■ **TASK TO CARRY OUT**:
Copy out the material below, changing every occurrence of "set a point on" to "place a dot on" and keeping everything else the same.

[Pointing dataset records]
BEGIN

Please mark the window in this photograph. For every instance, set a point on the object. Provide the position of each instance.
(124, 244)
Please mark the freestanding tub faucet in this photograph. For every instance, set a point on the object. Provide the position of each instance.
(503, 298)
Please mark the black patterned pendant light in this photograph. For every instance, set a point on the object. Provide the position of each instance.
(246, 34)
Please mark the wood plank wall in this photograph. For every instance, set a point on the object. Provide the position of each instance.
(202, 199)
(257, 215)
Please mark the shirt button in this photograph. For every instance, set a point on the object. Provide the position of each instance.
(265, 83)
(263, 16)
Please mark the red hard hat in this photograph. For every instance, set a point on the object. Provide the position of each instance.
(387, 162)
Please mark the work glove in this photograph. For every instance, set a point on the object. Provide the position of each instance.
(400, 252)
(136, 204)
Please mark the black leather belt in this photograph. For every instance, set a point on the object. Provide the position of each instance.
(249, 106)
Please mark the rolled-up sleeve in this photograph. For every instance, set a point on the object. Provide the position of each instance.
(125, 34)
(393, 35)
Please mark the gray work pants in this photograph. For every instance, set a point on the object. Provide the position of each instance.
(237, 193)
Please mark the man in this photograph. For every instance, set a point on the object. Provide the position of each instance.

END

■ **RESPONSE**:
Please mark the window in this photograph. For every instance, place a dot on the object. Provide the position of each instance.
(124, 244)
Please mark the freestanding tub faucet in this photograph. For every instance, place a dot on the object. Provide the position of each instance.
(503, 298)
Please mark the black patterned pendant light in this photograph. For every instance, place a dot on the object. Provide the position of each instance.
(246, 34)
Please mark the wood plank wall in this photograph. For every instance, place a dot on the object. Provide the position of each instance.
(202, 199)
(257, 215)
Please mark the shirt button in this photograph. For every instance, place a dot on the object. Provide the position of each instance.
(265, 83)
(263, 16)
Please mark the red hard hat in this photograph. For every instance, place a dot on the object. Provide the position of each instance.
(387, 162)
Please mark the work glove in this photograph. For every instance, place a dot on the object. Provide the position of each instance.
(400, 252)
(136, 204)
Please mark the black leather belt in this photograph. For every instance, place a dot on the object. Provide the position of each instance.
(249, 106)
Please mark the rolled-up sleeve in this photograph. For every instance, place a dot on the object. Provide the position of each instance.
(125, 34)
(393, 35)
Please mark the gray work pants in this photograph. For every instance, place a dot on the object. Provide the position of each instance.
(237, 193)
Please mark the man in this photograph. For every instance, place a dot on the object. Provide the position of each instance.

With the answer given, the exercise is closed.